* **INSTRUCTIONS FOR THE TASK**
Every entry must be echoed exactly.

* **RECORDS TO PROCESS**
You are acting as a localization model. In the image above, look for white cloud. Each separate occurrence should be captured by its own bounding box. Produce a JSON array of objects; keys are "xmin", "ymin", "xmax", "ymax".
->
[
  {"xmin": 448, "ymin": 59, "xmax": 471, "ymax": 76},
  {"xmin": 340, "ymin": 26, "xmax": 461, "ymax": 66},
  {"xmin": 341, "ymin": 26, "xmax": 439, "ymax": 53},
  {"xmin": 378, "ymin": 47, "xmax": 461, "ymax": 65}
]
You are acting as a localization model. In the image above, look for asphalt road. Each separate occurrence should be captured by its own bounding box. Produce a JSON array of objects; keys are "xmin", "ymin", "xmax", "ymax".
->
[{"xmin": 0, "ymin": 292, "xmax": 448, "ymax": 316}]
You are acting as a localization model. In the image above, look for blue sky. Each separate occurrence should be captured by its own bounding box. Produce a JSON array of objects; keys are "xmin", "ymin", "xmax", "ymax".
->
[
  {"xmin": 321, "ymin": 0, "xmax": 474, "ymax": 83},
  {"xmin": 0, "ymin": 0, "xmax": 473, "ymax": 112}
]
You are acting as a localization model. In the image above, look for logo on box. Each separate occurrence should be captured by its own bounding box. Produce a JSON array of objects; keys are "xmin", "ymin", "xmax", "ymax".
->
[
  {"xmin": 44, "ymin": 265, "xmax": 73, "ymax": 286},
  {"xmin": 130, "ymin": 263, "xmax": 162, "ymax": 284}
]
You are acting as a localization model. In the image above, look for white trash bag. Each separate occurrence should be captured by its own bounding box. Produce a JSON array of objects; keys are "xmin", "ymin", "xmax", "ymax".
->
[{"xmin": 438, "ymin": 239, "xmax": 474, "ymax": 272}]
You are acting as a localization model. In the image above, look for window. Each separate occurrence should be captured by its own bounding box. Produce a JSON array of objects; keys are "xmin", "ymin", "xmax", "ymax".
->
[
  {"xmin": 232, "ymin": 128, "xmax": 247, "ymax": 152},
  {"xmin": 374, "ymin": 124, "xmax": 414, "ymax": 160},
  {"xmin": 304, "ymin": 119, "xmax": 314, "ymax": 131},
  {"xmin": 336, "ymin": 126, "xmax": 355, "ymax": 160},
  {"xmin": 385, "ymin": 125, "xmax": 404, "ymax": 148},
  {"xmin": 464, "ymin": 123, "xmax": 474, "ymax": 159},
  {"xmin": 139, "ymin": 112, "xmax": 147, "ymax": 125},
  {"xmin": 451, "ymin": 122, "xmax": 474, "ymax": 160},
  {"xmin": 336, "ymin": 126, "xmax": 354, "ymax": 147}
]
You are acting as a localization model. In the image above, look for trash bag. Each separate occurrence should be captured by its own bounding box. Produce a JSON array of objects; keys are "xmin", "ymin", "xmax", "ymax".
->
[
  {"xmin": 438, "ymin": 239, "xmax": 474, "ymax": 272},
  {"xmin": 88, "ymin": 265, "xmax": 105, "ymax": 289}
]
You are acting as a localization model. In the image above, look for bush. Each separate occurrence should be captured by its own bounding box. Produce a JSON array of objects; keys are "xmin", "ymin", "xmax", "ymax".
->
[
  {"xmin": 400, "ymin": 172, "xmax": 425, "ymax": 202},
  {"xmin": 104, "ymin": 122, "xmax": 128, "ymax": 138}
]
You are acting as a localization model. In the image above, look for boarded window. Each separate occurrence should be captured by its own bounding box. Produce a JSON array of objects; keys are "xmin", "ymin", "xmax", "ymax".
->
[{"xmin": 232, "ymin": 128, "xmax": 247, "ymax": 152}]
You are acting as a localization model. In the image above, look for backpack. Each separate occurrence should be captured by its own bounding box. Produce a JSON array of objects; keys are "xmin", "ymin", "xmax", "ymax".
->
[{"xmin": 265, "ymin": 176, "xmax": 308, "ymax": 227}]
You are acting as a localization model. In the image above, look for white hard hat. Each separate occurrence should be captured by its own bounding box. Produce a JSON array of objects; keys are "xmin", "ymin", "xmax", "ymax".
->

* **YOUR RESPONSE**
You are acting as a localization model. In the image above, look for white cloud. Each separate occurrence should be captured by its own bounding box. Produce a JSON array of objects; keys are "xmin", "ymin", "xmax", "ymax".
->
[
  {"xmin": 448, "ymin": 59, "xmax": 471, "ymax": 76},
  {"xmin": 340, "ymin": 26, "xmax": 461, "ymax": 66},
  {"xmin": 341, "ymin": 26, "xmax": 439, "ymax": 53},
  {"xmin": 378, "ymin": 47, "xmax": 461, "ymax": 65}
]
You are acting as a localization model. In the image above, look for asphalt road. Each separate occurrence should be captured by its own bounding box. Produce a JSON array of objects; keys are "xmin", "ymin", "xmax", "ymax".
->
[{"xmin": 0, "ymin": 292, "xmax": 448, "ymax": 316}]
You are acting as a localization model. In the image above, look for blue sky. Each separate occurrence should be captured by its own bounding box. Produce a JSON array of objects; keys are "xmin", "ymin", "xmax", "ymax".
->
[
  {"xmin": 321, "ymin": 0, "xmax": 474, "ymax": 83},
  {"xmin": 0, "ymin": 0, "xmax": 473, "ymax": 112}
]
You are acting as a localization model. In the image above, look for logo on box. Each separate occurrence should be captured by its own bounding box. Produce a JSON array of objects; keys are "xmin", "ymin", "xmax", "ymax".
->
[
  {"xmin": 44, "ymin": 265, "xmax": 73, "ymax": 286},
  {"xmin": 130, "ymin": 263, "xmax": 162, "ymax": 284}
]
You are acting as a localization model. In the image above, look for white trash bag. Each separate occurrence should be captured by its own bounding box. Produce a JSON array of objects; keys are "xmin", "ymin", "xmax", "ymax".
->
[{"xmin": 438, "ymin": 239, "xmax": 474, "ymax": 272}]
You are acting as a localization model. In the image above, look for window. Each separate occurrence should be captured by its own bounding box. Produce a JSON array of objects; keys are "xmin", "ymin", "xmax", "ymax".
->
[
  {"xmin": 232, "ymin": 128, "xmax": 247, "ymax": 152},
  {"xmin": 374, "ymin": 124, "xmax": 414, "ymax": 160},
  {"xmin": 304, "ymin": 119, "xmax": 314, "ymax": 131},
  {"xmin": 336, "ymin": 126, "xmax": 355, "ymax": 160},
  {"xmin": 385, "ymin": 125, "xmax": 404, "ymax": 148},
  {"xmin": 464, "ymin": 123, "xmax": 474, "ymax": 159},
  {"xmin": 139, "ymin": 112, "xmax": 147, "ymax": 125},
  {"xmin": 451, "ymin": 122, "xmax": 474, "ymax": 160},
  {"xmin": 336, "ymin": 126, "xmax": 354, "ymax": 147}
]
You are acting as a localization model. In the image above, look for trash bag. Each separate occurrence should be captured by its own bounding box. Produce a JSON array of objects; keys are "xmin", "ymin", "xmax", "ymax".
->
[
  {"xmin": 438, "ymin": 239, "xmax": 474, "ymax": 272},
  {"xmin": 88, "ymin": 265, "xmax": 105, "ymax": 289}
]
You are acting as a localization model. In the image above, look for bush. Each separate occurrence should be captured by its own bounding box. Produce a JSON array of objects; keys are "xmin", "ymin", "xmax", "ymax".
->
[
  {"xmin": 400, "ymin": 172, "xmax": 425, "ymax": 202},
  {"xmin": 104, "ymin": 122, "xmax": 128, "ymax": 138}
]
You are acting as a localization model. In the image above, look for boarded window. Each separate occurrence should be captured by its own bounding box. Produce a JSON array of objects; keys are "xmin", "ymin", "xmax", "ymax".
->
[{"xmin": 232, "ymin": 128, "xmax": 247, "ymax": 152}]
You are acting as a localization model. In the image above, look for backpack. Each separate occurrence should be captured by its own bounding box. Produce a JSON array of objects; keys are "xmin", "ymin", "xmax", "ymax".
->
[{"xmin": 265, "ymin": 176, "xmax": 308, "ymax": 227}]
You are acting as a localization model. In the image above, look for white hard hat. Each separate occurrence should be captured by its own bounding box. Produce a JSON array of objects; keys are "xmin", "ymin", "xmax", "ymax".
->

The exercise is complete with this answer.